» **TEXT EXCERPT**:
"""
The exhibition contained a list of the Czech missions and missionaries. The missions in China, Japan, the Pacific region, Mexico, reductions and their statistics in South America.
Excerpts from the letters of Czech missionaries in the translation of Kalista (The Sign of the Cross). Documents on missions and missionaries and original photographs of father Fochler were added.
Special attention was paid to S.Fritz who mapped the flow of Amazon River. It was only after the Thirty Year´s War when the first Jesuits could leave Bohemia for missions, first to China and then to Brazil and to other South American and later also Asian countries.
Czech Jesuit province sent during one century about 160 missionaries. However, more and more members of the order asked the Superior General to be sent to missions.
Only the best ones were satisfied because the candidates were selected carefully and pragmatically and it had been clear in advance that they must be a benefit for the mission. Therefore it was possible to meet in the 18th century missionaries from Bohemia not only in South America but also in India, Cochinchina (Vietnam), in China, but also in the Philippines and the Marian Islands.
"""
» **EXERCISES**:
1 – Write out the stretch of the passage on Czech missionaries from "Special attention was" through "also Asian countries.", word for word.
2 – Extend the passage on Czech Jesuit missionaries, picking up right after its final sentence.

(Stored data entries)
"""
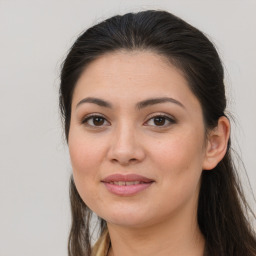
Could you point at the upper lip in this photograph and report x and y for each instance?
(126, 178)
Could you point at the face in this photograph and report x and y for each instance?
(136, 140)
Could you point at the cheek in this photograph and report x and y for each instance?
(85, 153)
(180, 160)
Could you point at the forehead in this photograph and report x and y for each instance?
(132, 76)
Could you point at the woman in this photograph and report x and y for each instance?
(143, 102)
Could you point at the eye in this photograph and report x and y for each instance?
(160, 121)
(95, 121)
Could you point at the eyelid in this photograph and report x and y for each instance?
(91, 116)
(170, 118)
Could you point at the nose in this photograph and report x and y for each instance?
(125, 147)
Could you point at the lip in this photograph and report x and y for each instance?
(123, 189)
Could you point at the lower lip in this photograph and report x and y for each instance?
(127, 190)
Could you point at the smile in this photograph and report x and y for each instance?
(126, 185)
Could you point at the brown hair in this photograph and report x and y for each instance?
(222, 204)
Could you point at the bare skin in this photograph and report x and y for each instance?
(164, 142)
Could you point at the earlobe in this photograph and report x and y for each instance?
(217, 143)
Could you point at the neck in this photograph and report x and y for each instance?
(178, 237)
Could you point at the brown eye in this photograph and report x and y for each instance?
(95, 121)
(160, 121)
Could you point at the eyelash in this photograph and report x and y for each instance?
(166, 118)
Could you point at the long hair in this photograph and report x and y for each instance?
(222, 205)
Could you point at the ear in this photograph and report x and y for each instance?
(217, 142)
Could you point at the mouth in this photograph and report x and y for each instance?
(126, 185)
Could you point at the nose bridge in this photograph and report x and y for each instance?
(125, 145)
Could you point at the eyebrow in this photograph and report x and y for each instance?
(139, 105)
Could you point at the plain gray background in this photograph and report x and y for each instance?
(34, 167)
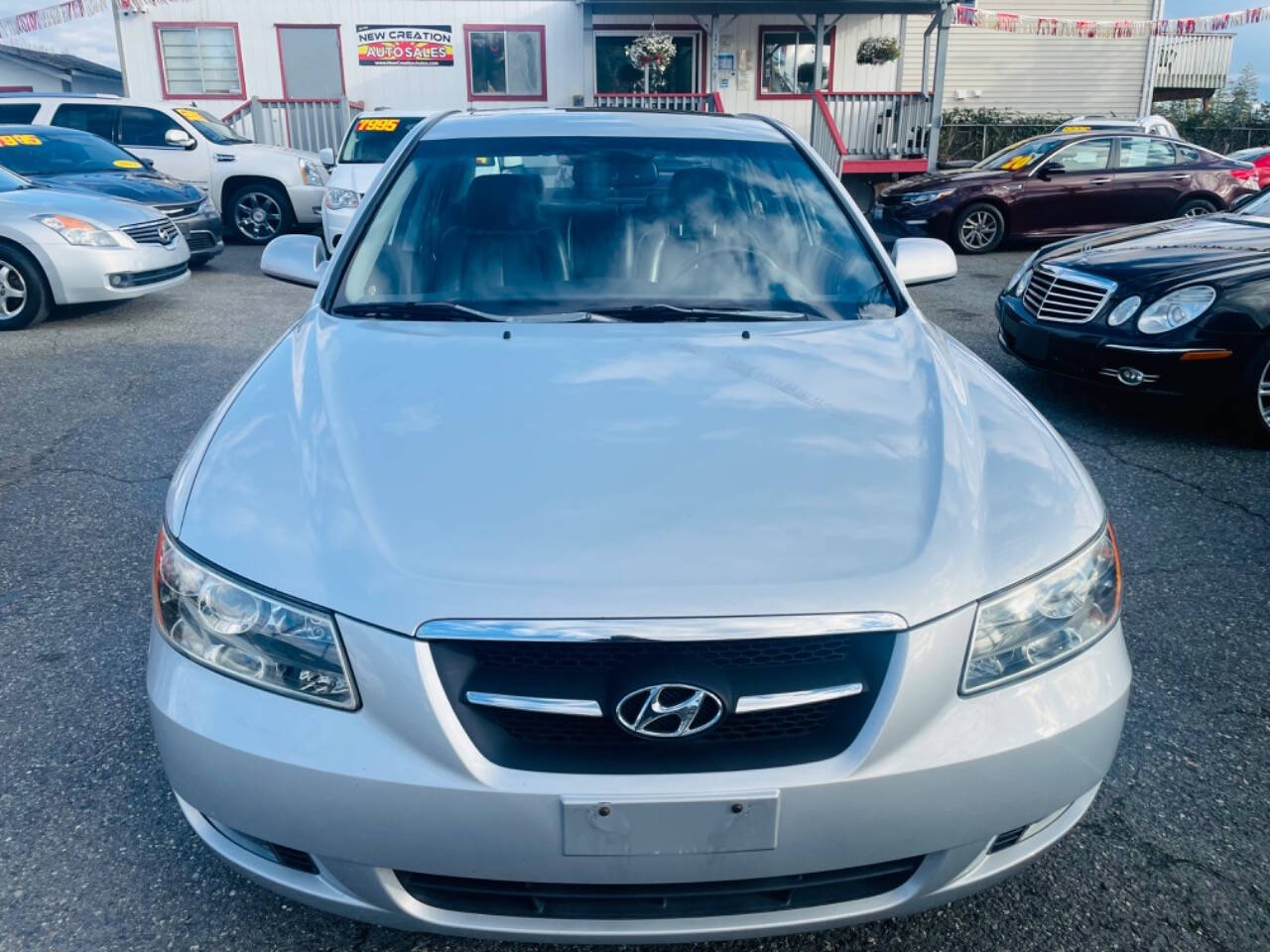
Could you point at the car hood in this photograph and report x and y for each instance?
(145, 186)
(108, 212)
(1174, 250)
(400, 472)
(354, 176)
(952, 177)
"""
» **RESULTS IN ORDER**:
1 –
Special attention was paid to S.Fritz who mapped the flow of Amazon River. It was only after the Thirty Year´s War when the first Jesuits could leave Bohemia for missions, first to China and then to Brazil and to other South American and later also Asian countries.

2 –
Others then served in Northern Europe and Russia. The most Jesuit missionaries from Bohemia were in Mexico (30), in the Philippines (20), in Paraguay (30), in Quito (15) and in Peru and Chile (12), less in India and China (9).
The exhibition presented not only the overview of our missionaries but it also focused on some notable personalities. Czech missionaries excelled as tough and hardy travelers, explorers and cartographers.
They were interested in history, art and also dialect of the tribes among whom they worked. Jesuit formation always included two-year novitiate, four-year study of philosophy and theology studies of the same length.
Many Jesuits were also excellent philologists, architects, musicians, botanists or pharmacists.